Exercise data ->
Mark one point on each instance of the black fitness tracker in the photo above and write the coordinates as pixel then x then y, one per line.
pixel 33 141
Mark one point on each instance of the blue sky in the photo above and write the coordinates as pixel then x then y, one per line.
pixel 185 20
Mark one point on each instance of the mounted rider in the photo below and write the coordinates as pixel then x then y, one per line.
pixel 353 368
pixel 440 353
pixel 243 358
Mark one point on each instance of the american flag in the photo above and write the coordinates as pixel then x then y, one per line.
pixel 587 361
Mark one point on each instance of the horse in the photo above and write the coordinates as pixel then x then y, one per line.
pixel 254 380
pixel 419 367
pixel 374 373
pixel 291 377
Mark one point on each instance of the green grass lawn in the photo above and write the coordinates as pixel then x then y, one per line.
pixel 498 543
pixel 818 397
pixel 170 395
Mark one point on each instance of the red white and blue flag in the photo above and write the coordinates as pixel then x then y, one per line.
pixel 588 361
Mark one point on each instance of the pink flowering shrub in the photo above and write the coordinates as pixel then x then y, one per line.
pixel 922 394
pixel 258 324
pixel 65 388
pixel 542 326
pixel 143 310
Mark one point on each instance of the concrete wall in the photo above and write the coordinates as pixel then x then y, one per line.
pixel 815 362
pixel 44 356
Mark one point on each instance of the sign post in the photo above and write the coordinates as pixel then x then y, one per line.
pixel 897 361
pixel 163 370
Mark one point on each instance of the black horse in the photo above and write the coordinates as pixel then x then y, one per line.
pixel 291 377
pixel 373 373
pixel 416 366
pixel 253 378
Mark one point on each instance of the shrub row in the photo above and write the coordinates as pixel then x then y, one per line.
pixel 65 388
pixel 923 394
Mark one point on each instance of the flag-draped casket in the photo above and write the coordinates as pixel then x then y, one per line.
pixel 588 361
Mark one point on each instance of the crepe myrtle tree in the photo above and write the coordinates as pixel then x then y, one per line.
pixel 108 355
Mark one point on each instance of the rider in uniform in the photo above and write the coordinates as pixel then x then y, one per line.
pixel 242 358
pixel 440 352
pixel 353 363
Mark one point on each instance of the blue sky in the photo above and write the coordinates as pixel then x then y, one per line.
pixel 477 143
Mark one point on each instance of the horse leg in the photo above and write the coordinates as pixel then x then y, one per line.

Exercise directions ->
All of the records need to be transcribed exactly.

Reply to the exercise ->
Mark one point on each instance of the black fitness tracker in the photo above and write the coordinates as pixel then x then y, one per line.
pixel 33 141
Mark one point on each instance of the blue sky in the photo above and write the coordinates as pixel then x then y, one per line.
pixel 185 20
Mark one point on each instance of the mounted rider in the photo below and write the coordinates as pixel then x then y, one per line.
pixel 353 368
pixel 440 353
pixel 243 358
Mark one point on each instance of the american flag in the photo above and write the coordinates as pixel then x then y, one per line.
pixel 587 361
Mark one point on each instance of the horse in the photo above and write the coordinates as pixel then x then y, one per line.
pixel 254 380
pixel 419 367
pixel 374 373
pixel 291 377
Mark one point on each instance of the green grass lawn in the photo above and write the coordinates as pixel then x then y, one per line.
pixel 498 543
pixel 818 397
pixel 170 395
Mark one point on each instance of the red white and blue flag in the photo above and write the coordinates as pixel then x then y, one per line.
pixel 588 361
Mark one point on each instance of the pink flowering shrub in the photo above and write the coordinates as pixel then x then y, one per line.
pixel 922 394
pixel 258 324
pixel 65 388
pixel 542 326
pixel 143 310
Mark one point on each instance of the concrete wall in the photo above and write the coordinates as pixel then x then y, one per line.
pixel 815 362
pixel 44 356
Mark one point on each instance of the sign post in the photo above and write the coordinates as pixel then x then y, one per line.
pixel 897 361
pixel 163 370
Mark one point on each instance of the black horse in the photo above and write the coordinates as pixel then x then y, one per line.
pixel 291 377
pixel 373 373
pixel 416 366
pixel 253 378
Mark one point on each instance of the shrub row in the photo above and write the coordinates as pixel then x then y, one per line.
pixel 65 388
pixel 923 394
Mark one point on each instance of the flag-draped casket in the photo above and write the coordinates as pixel then x then y, one per line.
pixel 588 361
Mark one point on each instance of the crepe myrtle tree in the photo above and write the coordinates as pixel then x then y, one per line.
pixel 108 355
Mark one point on each instance of the rider in uniform in the photo above and write the coordinates as pixel then x then y, one per line.
pixel 242 358
pixel 440 352
pixel 353 363
Mark one point on each instance of the blue sky in the photo above and write the coordinates as pixel then x then y, one per line.
pixel 477 143
Mark one point on each instance of the horse leg in the photo above and write the coordinates as pixel then x then y, one per line.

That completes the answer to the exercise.